* BEGIN Data section *
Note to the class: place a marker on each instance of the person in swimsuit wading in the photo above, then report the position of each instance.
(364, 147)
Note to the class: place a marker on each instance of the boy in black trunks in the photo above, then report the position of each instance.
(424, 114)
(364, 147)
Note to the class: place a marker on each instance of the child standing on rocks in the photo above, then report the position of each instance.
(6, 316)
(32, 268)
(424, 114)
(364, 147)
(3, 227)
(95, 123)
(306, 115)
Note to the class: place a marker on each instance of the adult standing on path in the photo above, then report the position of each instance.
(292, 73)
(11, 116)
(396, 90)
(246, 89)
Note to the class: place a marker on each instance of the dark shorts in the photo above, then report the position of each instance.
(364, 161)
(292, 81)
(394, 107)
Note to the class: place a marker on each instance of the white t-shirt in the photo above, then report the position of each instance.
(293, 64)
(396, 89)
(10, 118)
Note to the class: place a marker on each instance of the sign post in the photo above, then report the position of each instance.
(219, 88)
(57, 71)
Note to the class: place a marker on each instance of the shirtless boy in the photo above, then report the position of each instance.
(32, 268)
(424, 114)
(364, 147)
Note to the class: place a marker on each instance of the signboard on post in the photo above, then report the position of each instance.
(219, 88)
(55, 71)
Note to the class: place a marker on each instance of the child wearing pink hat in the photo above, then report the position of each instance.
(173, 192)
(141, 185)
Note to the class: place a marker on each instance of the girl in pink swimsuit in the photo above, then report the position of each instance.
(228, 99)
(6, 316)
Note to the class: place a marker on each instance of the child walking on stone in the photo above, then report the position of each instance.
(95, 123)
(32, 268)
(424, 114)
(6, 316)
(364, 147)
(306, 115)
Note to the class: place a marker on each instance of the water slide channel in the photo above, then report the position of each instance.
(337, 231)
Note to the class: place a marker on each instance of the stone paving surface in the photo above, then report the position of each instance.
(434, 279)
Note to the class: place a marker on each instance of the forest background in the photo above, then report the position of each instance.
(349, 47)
* END Data section *
▸ **Goal of the exercise**
Rewrite all of the records above, changing every "place a marker on" to "put a pin on" and leaving everything else as it is.

▸ **Complete answer**
Note to the class: put a pin on each instance of the person in swimsuit wading in the photo above, then report the position of each instance.
(364, 147)
Note to the class: put a pin on each instance of the boy in black trunks in the photo above, then report the position of each instance.
(424, 114)
(364, 147)
Note to the class: put a pin on each instance of the child standing on rocks in the photo above, then report the position of each instance.
(6, 316)
(32, 268)
(424, 114)
(364, 147)
(3, 227)
(95, 123)
(306, 115)
Note to the class: put a pin on each instance of the adult standing on path in the photo above, then report the position of each instance.
(292, 73)
(11, 116)
(396, 90)
(246, 89)
Note to the class: put a pin on each instance of the dark shorts in the photo above, then report the position of each instance.
(364, 161)
(292, 81)
(394, 107)
Note to the class: put a pin on each instance of the white t-shirt in the photo above, then report the position of each instance.
(293, 64)
(396, 89)
(10, 118)
Note to the class: put a pin on each instance of the sign post in the photo above, then report the position of each instance.
(219, 88)
(57, 71)
Note to the class: put a pin on each instance of the shirtless boy in the photo above, then report the position of each instance.
(32, 268)
(424, 114)
(364, 147)
Note to the class: put a pin on each instance of the signboard on post in the photo above, then report the position of each instance.
(219, 88)
(55, 71)
Note to the class: put a pin on each instance of the child wearing pink hat in the photo above, then report the position of each instance.
(173, 192)
(141, 185)
Note to the class: put a pin on each instance of the girl in pink swimsuit in the photo above, then report the position of each instance.
(228, 99)
(6, 316)
Note to the class: put a pin on each instance of the child walking on stone in the photo above, then report the position of each instance.
(95, 123)
(32, 268)
(424, 114)
(6, 316)
(364, 147)
(306, 115)
Note to the class: put a pin on each instance of the water slide channel in the photo above, then report the position of each instance.
(337, 231)
Note to the class: put a pin on each instance of the stone paving surface in the photo above, then report the position of each instance.
(434, 279)
Note to the class: put a pin on each instance of the forest background in the photo above, then report the position of each instance.
(349, 47)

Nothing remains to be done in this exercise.